Work item => Extend the forum thread below about finding ANML Looper e-liquid, picking up from the point where it stops.

# Philip Rocke ANML Looper



## Mahir (20/11/17)

Anml looper e liquid


----------



## Stosta (21/11/17)

Wow! When I read this I thought, "Ah common @Mahir , this stuff is everywhere!"

Turns out not so much! I went through EVERY vendor in my bookmarks tab and only found it at one place!

https://www.vapemob.co.za/product-category/e-liquids/anml/

Reactions: Thanks 1


----------



## Mahir (21/11/17)

VapeMob is out of stock as well, and my buddy who manages a store there told me they don't plan on bringing in anymore of ANML or other 'Drip Club' International juice.


----------



## Stosta (21/11/17)

Mahir said:


> VapeMob is out of stock as well, and my buddy who manages a store there told me they don't plan on bringing in anymore of ANML or other 'Drip Club' International juice.


Oh wow!! That is a bummer for you!

What do you say @Cruzz_33 ? Maybe as the international juice guy you can hook @Mahir up?

I've also been led to believe that VapePulse have a massive selection of international juices, maybe it's worthwhile sending them an email full of pity so they can track some down for you?

Reactions: Like 1


----------



## Cruzz_33 (21/11/17)

Thanks for the tag @Stosta 

@Mahir send me a pm maybe I can work something out for you.

Reactions: Winner 2


----------



## GMacDiggity (27/3/18)

[Dataset records]
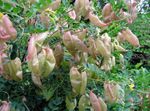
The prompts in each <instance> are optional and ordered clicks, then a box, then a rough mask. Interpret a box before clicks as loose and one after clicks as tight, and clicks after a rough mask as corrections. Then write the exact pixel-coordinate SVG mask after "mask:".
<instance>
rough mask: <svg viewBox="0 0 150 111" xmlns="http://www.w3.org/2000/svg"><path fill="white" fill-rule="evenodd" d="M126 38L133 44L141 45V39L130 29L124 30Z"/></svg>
mask: <svg viewBox="0 0 150 111" xmlns="http://www.w3.org/2000/svg"><path fill="white" fill-rule="evenodd" d="M122 34H123V36H124V38H125V39H126V40H127V41H128V42H129V43H130V44H131V45H133V46H140V44H139V40H138V38H137V36H136V35H134V34H133V33H132V32H131V30H130V29H126V30H123V31H122Z"/></svg>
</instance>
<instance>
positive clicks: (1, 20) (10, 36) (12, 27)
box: [0, 15, 17, 42]
mask: <svg viewBox="0 0 150 111" xmlns="http://www.w3.org/2000/svg"><path fill="white" fill-rule="evenodd" d="M16 36H17V31H16V29H15V28H14V27H13V24H12V22H11V21H10V19H9V17H8V15H2V17H1V19H0V41H3V42H6V41H8V40H11V39H15V38H16Z"/></svg>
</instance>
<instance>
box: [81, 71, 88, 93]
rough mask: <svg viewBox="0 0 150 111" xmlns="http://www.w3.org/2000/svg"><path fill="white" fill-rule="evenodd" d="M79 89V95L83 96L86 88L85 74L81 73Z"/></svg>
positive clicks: (82, 72)
mask: <svg viewBox="0 0 150 111" xmlns="http://www.w3.org/2000/svg"><path fill="white" fill-rule="evenodd" d="M81 78H82V81H81V89H80V94H81V95H82V94H85V90H86V86H87V74H86V72H82V73H81Z"/></svg>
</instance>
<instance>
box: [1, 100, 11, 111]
mask: <svg viewBox="0 0 150 111" xmlns="http://www.w3.org/2000/svg"><path fill="white" fill-rule="evenodd" d="M0 111H10V103H8V102H7V101H2V105H1V106H0Z"/></svg>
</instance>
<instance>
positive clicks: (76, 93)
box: [70, 67, 82, 94]
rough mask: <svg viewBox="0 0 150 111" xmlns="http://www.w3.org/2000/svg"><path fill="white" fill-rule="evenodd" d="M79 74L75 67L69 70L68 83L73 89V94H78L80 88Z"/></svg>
mask: <svg viewBox="0 0 150 111" xmlns="http://www.w3.org/2000/svg"><path fill="white" fill-rule="evenodd" d="M81 79H82V78H81V74H80V73H79V71H78V69H77V68H76V67H72V68H71V69H70V81H71V86H72V88H73V92H74V93H76V94H79V93H80V88H81V81H82V80H81Z"/></svg>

Answer to this exercise =>
Thought I'd revive this thread to see if any vendors have stock of Looper now? Very keen to try it out again

@Cruzz_33 not sure if you guys worked something out together?

Also, if anyone has/knows a place to get Cali Steam - Toucan I would be very interested in trying it out!


----------



## Cruzz_33 (28/3/18)

@GMacDiggity will look into it again for you brother. 

In terms of Cali Steam ill also look into it, been wanting to give Pearadise a try.


----------



## GMacDiggity (28/3/18)

Cruzz_33 said:


> @GMacDiggity will look into it again for you brother.
> 
> In terms of Cali Steam ill also look into it, been wanting to give Pearadise a try.



Awesome, no stress if you can't get hold of it. Would definitely get a few different Cali Steam bottles off you if you did manage to bring them in. Know its down to commercial sense tho so no stress if you can't!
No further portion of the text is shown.